▶ _What you have to do_
Rewrite the data below, changing every "Pointer output" to "Located points" and leaving everything else as it is. Omit the pictures from your answer.

Data records
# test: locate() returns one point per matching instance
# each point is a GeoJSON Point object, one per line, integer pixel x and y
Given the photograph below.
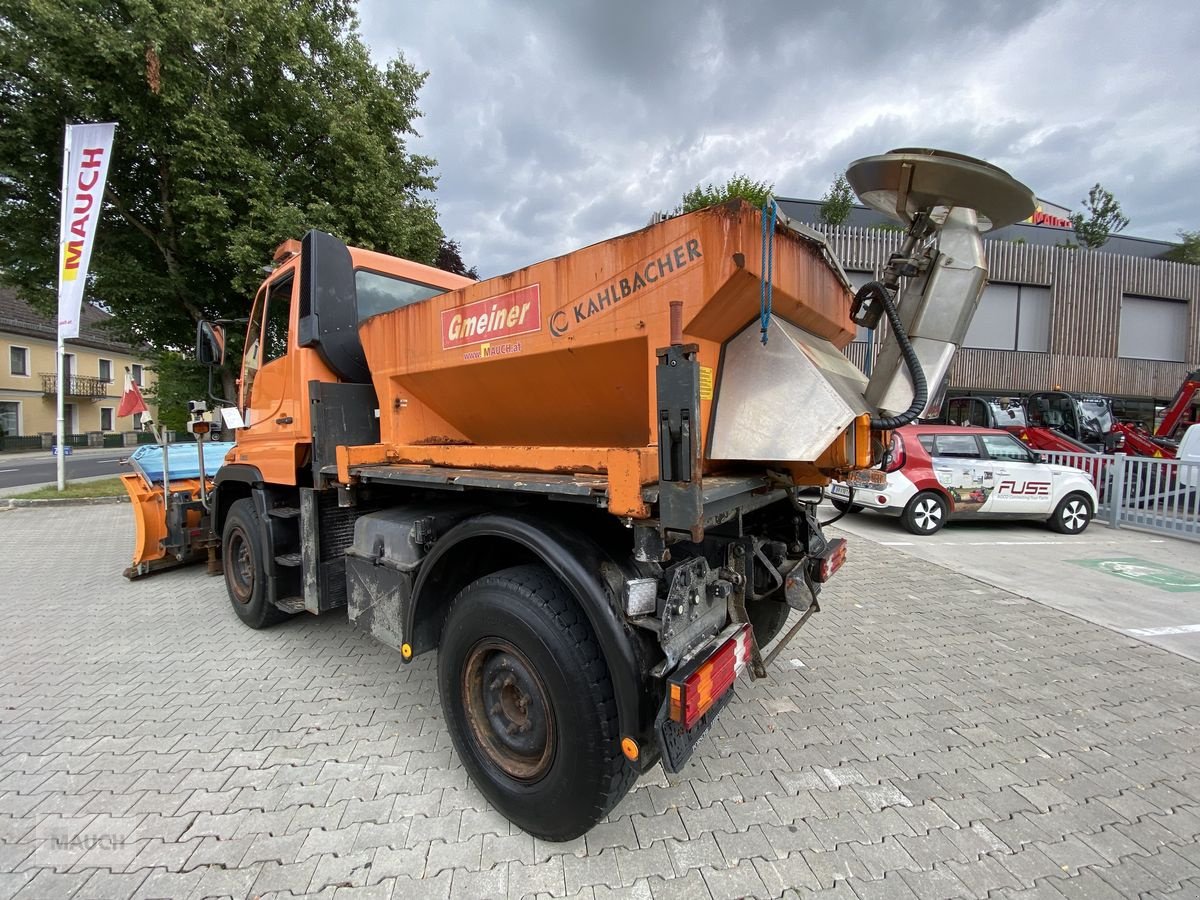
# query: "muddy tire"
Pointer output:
{"type": "Point", "coordinates": [1072, 514]}
{"type": "Point", "coordinates": [529, 703]}
{"type": "Point", "coordinates": [925, 514]}
{"type": "Point", "coordinates": [243, 562]}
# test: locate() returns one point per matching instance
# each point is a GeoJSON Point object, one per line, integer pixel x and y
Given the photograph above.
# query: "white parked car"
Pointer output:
{"type": "Point", "coordinates": [935, 472]}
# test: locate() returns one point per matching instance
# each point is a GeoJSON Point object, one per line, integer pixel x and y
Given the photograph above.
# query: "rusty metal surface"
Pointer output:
{"type": "Point", "coordinates": [588, 487]}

▶ _Result_
# test: locate() returns one point per matching instance
# each point is a GeoJSON Point object, one per line, integer pixel x and y
Given the photograph below.
# query: "muddy tire"
Located points:
{"type": "Point", "coordinates": [1072, 514]}
{"type": "Point", "coordinates": [529, 703]}
{"type": "Point", "coordinates": [925, 514]}
{"type": "Point", "coordinates": [243, 562]}
# test: locate() returns one point per matching instance
# each point is a GeoJSON Point object, one per line, integer pixel x and y
Given the photograph above.
# query: "white parked car"
Located points:
{"type": "Point", "coordinates": [935, 472]}
# test: locate() returns one point per matching instance
# each point is a GeoJSON Point object, one per line, integer pixel x and y
Given the photograph above.
# query: "rusty metal surface"
Located points:
{"type": "Point", "coordinates": [588, 487]}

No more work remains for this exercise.